### Data excerpts ###

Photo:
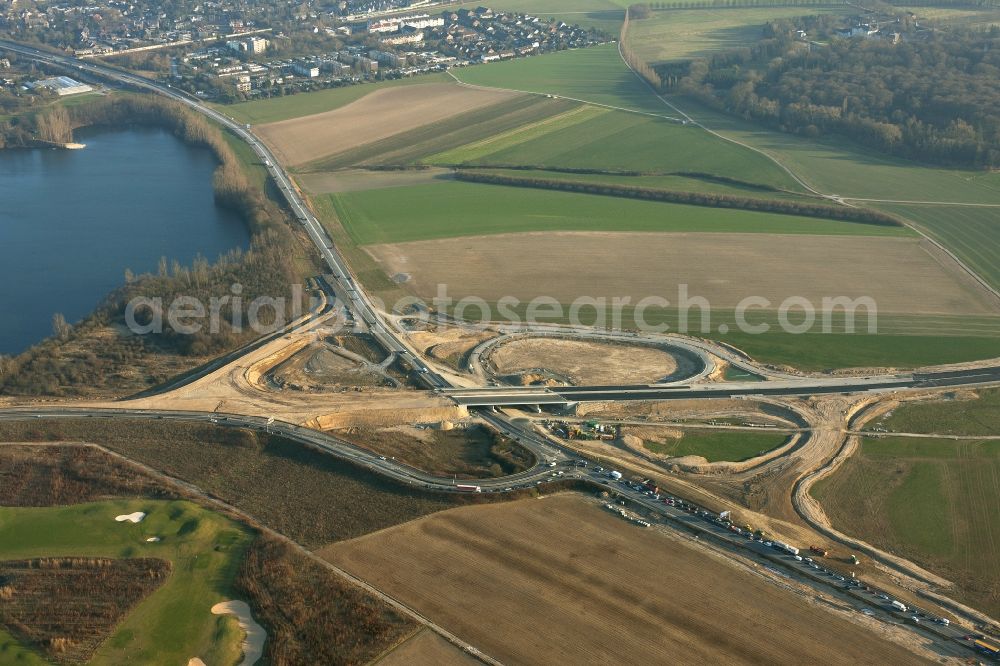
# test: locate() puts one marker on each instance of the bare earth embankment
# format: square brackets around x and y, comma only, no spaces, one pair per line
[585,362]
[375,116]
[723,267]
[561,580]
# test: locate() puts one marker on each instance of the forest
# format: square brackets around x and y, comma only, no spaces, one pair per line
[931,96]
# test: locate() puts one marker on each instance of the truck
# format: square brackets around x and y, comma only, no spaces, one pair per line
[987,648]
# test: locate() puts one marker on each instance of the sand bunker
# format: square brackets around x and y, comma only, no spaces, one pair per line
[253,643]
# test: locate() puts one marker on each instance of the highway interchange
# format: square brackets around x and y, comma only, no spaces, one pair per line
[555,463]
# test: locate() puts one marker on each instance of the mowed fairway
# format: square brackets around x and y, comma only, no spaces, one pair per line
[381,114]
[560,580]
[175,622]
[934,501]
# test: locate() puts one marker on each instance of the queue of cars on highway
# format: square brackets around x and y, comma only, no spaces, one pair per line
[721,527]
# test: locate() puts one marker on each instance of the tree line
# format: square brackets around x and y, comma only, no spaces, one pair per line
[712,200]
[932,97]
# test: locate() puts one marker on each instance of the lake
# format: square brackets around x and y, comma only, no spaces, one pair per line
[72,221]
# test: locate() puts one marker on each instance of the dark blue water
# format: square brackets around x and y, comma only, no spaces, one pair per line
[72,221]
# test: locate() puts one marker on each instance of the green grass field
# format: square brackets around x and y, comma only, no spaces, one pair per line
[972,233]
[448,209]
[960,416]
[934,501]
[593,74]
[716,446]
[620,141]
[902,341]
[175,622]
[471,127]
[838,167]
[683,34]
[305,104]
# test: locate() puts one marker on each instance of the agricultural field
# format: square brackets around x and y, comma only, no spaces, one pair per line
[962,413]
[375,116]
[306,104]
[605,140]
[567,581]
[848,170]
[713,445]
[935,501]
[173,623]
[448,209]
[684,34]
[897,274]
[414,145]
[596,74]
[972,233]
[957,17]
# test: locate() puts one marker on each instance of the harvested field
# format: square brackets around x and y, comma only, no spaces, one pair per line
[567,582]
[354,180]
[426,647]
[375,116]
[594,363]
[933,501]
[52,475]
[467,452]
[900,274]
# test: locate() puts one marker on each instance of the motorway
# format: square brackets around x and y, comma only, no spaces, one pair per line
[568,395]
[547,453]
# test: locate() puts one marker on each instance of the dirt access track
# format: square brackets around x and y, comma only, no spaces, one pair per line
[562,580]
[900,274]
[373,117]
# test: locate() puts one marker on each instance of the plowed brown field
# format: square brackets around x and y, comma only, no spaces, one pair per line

###
### Data excerpts ###

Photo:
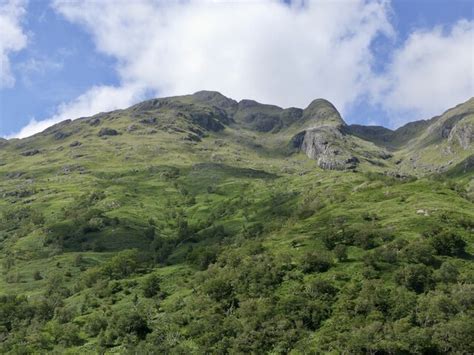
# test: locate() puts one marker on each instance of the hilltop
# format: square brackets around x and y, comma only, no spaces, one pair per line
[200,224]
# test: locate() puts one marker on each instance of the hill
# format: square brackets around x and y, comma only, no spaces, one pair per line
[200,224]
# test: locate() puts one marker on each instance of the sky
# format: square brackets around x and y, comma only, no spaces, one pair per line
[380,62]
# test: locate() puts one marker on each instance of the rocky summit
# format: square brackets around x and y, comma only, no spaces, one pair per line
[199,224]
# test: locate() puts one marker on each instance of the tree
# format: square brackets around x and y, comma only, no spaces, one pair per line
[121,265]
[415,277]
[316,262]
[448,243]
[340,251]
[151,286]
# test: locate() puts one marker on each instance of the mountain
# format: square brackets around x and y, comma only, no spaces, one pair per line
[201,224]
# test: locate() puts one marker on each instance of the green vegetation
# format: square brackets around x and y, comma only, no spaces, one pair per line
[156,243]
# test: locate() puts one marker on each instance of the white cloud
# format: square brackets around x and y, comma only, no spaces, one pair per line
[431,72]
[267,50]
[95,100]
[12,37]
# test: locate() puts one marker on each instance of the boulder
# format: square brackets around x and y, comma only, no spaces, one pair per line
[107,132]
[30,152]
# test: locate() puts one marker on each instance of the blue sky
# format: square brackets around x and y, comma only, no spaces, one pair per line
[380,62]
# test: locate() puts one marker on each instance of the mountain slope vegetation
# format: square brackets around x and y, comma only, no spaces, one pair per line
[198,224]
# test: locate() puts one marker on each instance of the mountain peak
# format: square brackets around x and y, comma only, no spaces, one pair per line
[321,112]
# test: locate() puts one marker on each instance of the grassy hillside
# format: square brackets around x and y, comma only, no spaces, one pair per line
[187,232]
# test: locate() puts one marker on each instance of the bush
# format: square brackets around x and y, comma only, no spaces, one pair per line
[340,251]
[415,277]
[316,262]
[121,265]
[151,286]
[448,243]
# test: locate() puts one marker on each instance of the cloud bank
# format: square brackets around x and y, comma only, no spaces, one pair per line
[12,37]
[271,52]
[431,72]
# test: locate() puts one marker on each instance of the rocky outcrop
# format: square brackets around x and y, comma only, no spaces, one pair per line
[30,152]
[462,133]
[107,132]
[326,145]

###

Exercise -
Gather every line from the items above that contains the word "field", and copy each one in full.

Output -
# test: locate() puts one marker on each instance of the green grass field
# test: locate() puts one marker on each instance of the agricultural field
# test: locate() puts one marker on each instance of the harvested field
# test: locate() puts one marker on each instance of the plowed brown field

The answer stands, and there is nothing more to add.